*EXERCISE*
Transcribe the records below exactly as they appear.

═══ DATA FOR PROCESSING

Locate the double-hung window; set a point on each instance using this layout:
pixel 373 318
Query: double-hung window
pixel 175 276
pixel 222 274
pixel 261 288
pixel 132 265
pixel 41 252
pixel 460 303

══════

*WRITTEN RESPONSE*
Locate the double-hung window; set a point on each instance using this layout:
pixel 373 318
Query: double-hung window
pixel 175 276
pixel 222 274
pixel 261 288
pixel 132 265
pixel 41 252
pixel 460 303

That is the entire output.